* [Given request] Put the lines below into a numbered list and leave out any blank ones.
★ ★ ★ ★
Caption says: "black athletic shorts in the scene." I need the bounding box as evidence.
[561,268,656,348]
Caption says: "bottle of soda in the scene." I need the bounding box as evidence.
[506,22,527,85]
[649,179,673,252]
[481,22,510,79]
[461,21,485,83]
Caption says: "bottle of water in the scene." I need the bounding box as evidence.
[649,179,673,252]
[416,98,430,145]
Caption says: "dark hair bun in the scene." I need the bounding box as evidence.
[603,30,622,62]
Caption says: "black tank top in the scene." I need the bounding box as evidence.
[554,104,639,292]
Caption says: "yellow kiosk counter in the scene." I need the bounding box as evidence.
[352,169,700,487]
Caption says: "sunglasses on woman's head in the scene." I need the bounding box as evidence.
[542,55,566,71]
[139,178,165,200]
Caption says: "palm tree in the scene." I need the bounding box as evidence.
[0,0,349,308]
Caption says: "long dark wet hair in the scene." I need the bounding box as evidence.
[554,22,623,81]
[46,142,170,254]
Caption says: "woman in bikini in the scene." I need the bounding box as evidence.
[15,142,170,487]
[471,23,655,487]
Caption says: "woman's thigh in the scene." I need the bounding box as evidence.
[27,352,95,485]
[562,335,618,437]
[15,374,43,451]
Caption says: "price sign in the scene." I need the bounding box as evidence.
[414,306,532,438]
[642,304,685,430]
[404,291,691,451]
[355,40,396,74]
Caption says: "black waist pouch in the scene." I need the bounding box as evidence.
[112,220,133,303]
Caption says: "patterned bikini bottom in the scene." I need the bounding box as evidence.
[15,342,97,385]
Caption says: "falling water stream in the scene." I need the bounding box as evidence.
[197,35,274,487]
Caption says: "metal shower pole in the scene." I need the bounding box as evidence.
★ ★ ★ ★
* [Task output]
1. Caption says: "black athletic shorts in the scene." I need the bounding box as evidence.
2. [561,268,656,348]
3. Caption says: "bottle of soda in the scene." I need the bounding box as evidence.
4. [506,22,527,85]
5. [649,179,673,252]
6. [481,22,510,79]
7. [461,21,485,83]
8. Caption says: "bottle of water in the scene." I need the bounding box as evidence.
9. [649,179,673,252]
10. [416,98,430,145]
11. Caption says: "dark hair bun in the scene." I need the bounding box as evidence.
12. [603,30,622,62]
13. Caption says: "black tank top in the scene." I need the bounding box as evidence.
14. [554,104,639,292]
15. Caption says: "yellow kiosk counter in the scene." I need the bounding box as evidence.
16. [352,169,700,487]
17. Caption says: "sunglasses on woman's head in the scene." I need the bounding box as evidence.
18. [542,55,566,71]
19. [139,178,165,200]
20. Caption says: "palm tree in the scene." I need the bounding box as evidence.
21. [0,0,349,308]
22. Caption says: "long dark wet hair in the scene." I need the bounding box as evidence.
23. [554,22,623,81]
24. [46,142,170,254]
25. Caption says: "woman in bikini in the scene." I need the bounding box as evidence.
26. [15,142,170,487]
27. [471,23,655,487]
28. Caption says: "woman's thigh in the scene." I need the bounding box as evidence.
29. [27,352,95,485]
30. [562,335,618,437]
31. [15,374,43,451]
32. Caption says: "price sign in the scene." I need the bounding box as evidence.
33. [414,306,532,438]
34. [642,304,685,430]
35. [404,291,691,451]
36. [355,40,396,74]
37. Caption says: "black waist pouch in the scene." I need the bounding box as evidence.
38. [112,220,133,303]
39. Caption says: "patterned bikini bottom in the scene." I need the bounding box as evidence.
40. [15,342,97,385]
41. Caption says: "falling water stream in the scene." I need the bounding box as evidence.
42. [197,35,274,487]
43. Caption says: "metal shower pole in the scene." I need the bounding box as evidence.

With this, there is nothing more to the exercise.